Would you repeat all the lines below, exactly as they stand?

*** RECORDS PROVIDED Section Begins ***

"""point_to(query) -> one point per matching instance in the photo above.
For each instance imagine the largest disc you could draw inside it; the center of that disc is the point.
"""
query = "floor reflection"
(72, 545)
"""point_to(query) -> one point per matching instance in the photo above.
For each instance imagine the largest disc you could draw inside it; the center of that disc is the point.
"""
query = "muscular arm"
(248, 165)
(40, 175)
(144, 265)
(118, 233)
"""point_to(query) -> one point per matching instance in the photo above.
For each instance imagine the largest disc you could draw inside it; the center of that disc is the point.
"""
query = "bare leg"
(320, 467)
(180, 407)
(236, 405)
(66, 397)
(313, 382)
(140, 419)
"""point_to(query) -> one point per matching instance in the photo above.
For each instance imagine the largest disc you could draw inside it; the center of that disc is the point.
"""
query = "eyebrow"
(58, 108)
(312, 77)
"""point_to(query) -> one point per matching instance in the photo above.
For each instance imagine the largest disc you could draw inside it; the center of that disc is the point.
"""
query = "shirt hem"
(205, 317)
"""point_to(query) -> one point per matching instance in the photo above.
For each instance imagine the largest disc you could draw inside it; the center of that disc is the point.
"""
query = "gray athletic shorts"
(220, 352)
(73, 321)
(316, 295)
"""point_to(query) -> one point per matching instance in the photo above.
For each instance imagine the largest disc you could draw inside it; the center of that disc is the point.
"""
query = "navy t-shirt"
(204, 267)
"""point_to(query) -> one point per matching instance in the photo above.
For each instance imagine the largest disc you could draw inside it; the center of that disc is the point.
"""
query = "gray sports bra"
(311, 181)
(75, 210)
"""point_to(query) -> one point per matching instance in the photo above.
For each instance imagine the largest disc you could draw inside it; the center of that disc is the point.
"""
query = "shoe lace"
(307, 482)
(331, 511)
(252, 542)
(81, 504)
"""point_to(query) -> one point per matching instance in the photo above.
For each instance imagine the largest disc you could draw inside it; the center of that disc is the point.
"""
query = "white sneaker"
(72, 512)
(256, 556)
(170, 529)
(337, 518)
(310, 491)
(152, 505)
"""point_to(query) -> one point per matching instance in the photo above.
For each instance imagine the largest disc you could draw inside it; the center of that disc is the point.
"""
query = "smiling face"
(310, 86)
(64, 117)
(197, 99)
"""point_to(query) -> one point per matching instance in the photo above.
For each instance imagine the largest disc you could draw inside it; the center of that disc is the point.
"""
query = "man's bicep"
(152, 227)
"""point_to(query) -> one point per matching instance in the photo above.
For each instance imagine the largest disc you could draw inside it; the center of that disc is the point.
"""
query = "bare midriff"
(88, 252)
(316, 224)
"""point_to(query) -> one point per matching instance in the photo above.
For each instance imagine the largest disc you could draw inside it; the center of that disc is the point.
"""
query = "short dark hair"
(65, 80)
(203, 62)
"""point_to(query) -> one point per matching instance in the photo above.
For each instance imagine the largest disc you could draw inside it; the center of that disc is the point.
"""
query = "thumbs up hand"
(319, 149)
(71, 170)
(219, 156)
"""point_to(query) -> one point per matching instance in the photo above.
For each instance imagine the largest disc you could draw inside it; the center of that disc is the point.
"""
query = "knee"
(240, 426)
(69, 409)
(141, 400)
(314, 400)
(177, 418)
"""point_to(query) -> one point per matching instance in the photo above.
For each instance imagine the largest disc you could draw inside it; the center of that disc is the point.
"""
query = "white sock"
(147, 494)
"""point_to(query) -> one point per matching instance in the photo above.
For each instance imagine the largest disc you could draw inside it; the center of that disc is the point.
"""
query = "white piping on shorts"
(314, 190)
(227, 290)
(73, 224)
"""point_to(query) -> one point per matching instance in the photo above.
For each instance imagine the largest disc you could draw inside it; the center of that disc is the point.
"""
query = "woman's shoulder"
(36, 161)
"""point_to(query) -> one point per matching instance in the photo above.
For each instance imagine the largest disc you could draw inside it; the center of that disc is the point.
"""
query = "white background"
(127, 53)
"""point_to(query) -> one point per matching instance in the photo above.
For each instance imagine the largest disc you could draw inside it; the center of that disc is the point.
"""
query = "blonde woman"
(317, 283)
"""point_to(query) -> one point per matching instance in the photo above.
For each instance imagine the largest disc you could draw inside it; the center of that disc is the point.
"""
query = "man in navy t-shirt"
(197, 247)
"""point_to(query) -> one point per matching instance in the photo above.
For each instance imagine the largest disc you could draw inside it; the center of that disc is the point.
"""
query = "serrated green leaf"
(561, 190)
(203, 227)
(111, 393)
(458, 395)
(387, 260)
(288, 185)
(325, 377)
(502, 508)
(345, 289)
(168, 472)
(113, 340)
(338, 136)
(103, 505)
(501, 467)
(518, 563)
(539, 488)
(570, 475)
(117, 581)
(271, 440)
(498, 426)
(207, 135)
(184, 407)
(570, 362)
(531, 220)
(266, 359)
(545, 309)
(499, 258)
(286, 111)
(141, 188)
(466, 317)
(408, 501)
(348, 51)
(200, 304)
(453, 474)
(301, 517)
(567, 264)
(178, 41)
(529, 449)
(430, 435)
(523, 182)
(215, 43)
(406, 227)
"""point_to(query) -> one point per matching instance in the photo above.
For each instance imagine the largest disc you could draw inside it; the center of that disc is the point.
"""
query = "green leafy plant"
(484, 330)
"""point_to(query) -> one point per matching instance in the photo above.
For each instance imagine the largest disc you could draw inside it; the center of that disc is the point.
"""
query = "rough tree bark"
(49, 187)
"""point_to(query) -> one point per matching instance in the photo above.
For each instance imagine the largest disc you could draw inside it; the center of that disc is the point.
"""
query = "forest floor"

*** RECORDS PROVIDED Section Ends ***

[EXERCISE ANSWER]
"""point_to(query) -> one point per matching instance in the photo above.
For each instance imagine the largest disc you could draw inside it; the center of that disc is the point.
"""
query = "floor reflection"
(72, 545)
"""point_to(query) -> one point per matching instance in the photo above.
For each instance imagine the largest disc you could draw inside it; the center of that disc is the point.
"""
query = "muscular arm"
(248, 165)
(40, 175)
(144, 265)
(118, 233)
"""point_to(query) -> one point per matching instance in the photo above.
For each instance imagine the largest disc you could draw inside it; the center of that disc is the point.
"""
query = "bare leg"
(320, 467)
(180, 407)
(236, 405)
(66, 397)
(313, 382)
(140, 419)
"""point_to(query) -> one point per matching instance in the photo above.
For each instance imagine the largest disc you could draw inside it; the center of that disc is the point.
"""
query = "eyebrow"
(58, 108)
(312, 77)
"""point_to(query) -> one point per matching instance in the photo above.
For each instance imagine the largest disc you could draw inside it; the center of that disc is the point.
"""
query = "shirt hem"
(205, 317)
"""point_to(query) -> one point per matching instance in the photo above.
For each instance imagine the largest disc you could draw inside it; the center of that disc is the point.
"""
query = "gray athletic shorts"
(220, 352)
(73, 321)
(316, 295)
"""point_to(query) -> one point per matching instance in the photo above.
For each instance imagine the largest disc you could draw inside it; the center of that disc is the point.
"""
query = "navy t-shirt"
(204, 267)
"""point_to(query) -> one point per matching instance in the photo above.
For each instance imagine the largest disc you could draw inside it; the center of that disc is the point.
"""
query = "gray sports bra"
(311, 181)
(75, 210)
"""point_to(query) -> one point per matching instance in the photo above.
For each instance imagine the largest disc you could draw inside it; the center of that disc is the point.
"""
query = "shoe lace"
(307, 482)
(331, 511)
(252, 542)
(81, 504)
"""point_to(query) -> one point per matching instance in the photo above.
For each instance imagine the largest disc you could draw inside it; the center of that disc is the point.
"""
query = "white sneaker"
(72, 512)
(256, 556)
(170, 529)
(337, 518)
(310, 491)
(152, 505)
"""point_to(query) -> one point per matching instance in the photo above.
For each instance imagine the largest disc you could draw inside it; the center of that disc is the point.
"""
query = "smiling face"
(310, 86)
(64, 117)
(197, 99)
"""point_to(query) -> one point per matching instance in the photo above.
For each instance imagine the largest disc you could draw inside it; the center of that disc is the point.
"""
query = "man's bicep"
(152, 227)
"""point_to(query) -> one point per matching instance in the photo above.
For each instance imagine the largest disc you could draw inside it; the center of that disc is the point.
"""
query = "bare midriff"
(88, 252)
(316, 224)
"""point_to(query) -> one point per matching instance in the photo above.
For each instance imagine the largest disc you could draw inside it; the center of that disc is the point.
"""
query = "short dark hair"
(65, 80)
(203, 62)
"""point_to(query) -> one point per matching instance in the photo above.
For each instance imagine the largest disc you could draw inside it; the center of that disc is the point.
"""
query = "thumbs up hand"
(319, 149)
(71, 170)
(219, 156)
"""point_to(query) -> one point per matching instance in the photo above.
For each instance imagine the largest disc you could draw inside it; the center of that disc is the point.
"""
query = "knee"
(240, 426)
(69, 409)
(141, 400)
(314, 400)
(177, 418)
"""point_to(query) -> one point per matching instance in the photo above.
For each instance imagine the largest disc you could draw inside it; the center of that disc is the point.
"""
query = "white sock"
(147, 494)
"""point_to(query) -> one point per matching instance in the photo above.
For each instance imagine the largest disc you could draw inside it; the center of that disc is the point.
"""
query = "white piping on shorts"
(314, 190)
(227, 290)
(73, 224)
"""point_to(query) -> one point per matching instance in the photo above.
For each instance imagine the largest disc you could draw inside it; the center of that disc is the point.
"""
query = "woman's shoulder"
(36, 161)
"""point_to(query) -> one point per matching instance in the photo above.
For each instance imagine the largest disc you could draw inside it; the center of that disc is the point.
"""
query = "white background"
(127, 53)
"""point_to(query) -> one point per matching instance in the photo above.
For each instance imagine the largest disc you could draw inside it; the center of that disc is the point.
"""
query = "blonde woman"
(317, 283)
"""point_to(query) -> one point per matching instance in the photo above.
For each instance imagine the largest disc you could draw inside it; the center of that disc is the point.
"""
query = "man in navy t-shirt"
(197, 247)
"""point_to(query) -> one point per matching instance in the photo above.
For each instance imagine the largest disc you could draw inside it; the center of that disc is the point.
"""
query = "serrated green leaf"
(561, 190)
(203, 227)
(111, 393)
(458, 395)
(387, 260)
(288, 185)
(325, 377)
(502, 508)
(345, 289)
(168, 472)
(113, 340)
(338, 136)
(103, 505)
(501, 467)
(518, 563)
(539, 488)
(570, 475)
(117, 581)
(271, 440)
(498, 426)
(207, 135)
(184, 407)
(570, 362)
(531, 220)
(266, 359)
(545, 309)
(499, 258)
(286, 111)
(141, 188)
(466, 317)
(408, 501)
(348, 51)
(200, 304)
(453, 474)
(301, 517)
(567, 264)
(178, 41)
(529, 449)
(430, 435)
(523, 182)
(215, 43)
(406, 227)
"""point_to(query) -> one point per matching instance in the photo above.
For each instance imagine the largest disc you could draw inside it; the center of that disc is the point.
"""
query = "green leafy plant"
(484, 330)
"""point_to(query) -> one point per matching instance in the photo above.
For each instance imagine the largest disc you could draw inside it; the center of that disc is the point.
"""
query = "rough tree bark"
(49, 187)
"""point_to(query) -> one point per matching instance in the photo above.
For each instance imagine the largest disc you could draw inside it; the center of that disc is the point.
"""
query = "forest floor"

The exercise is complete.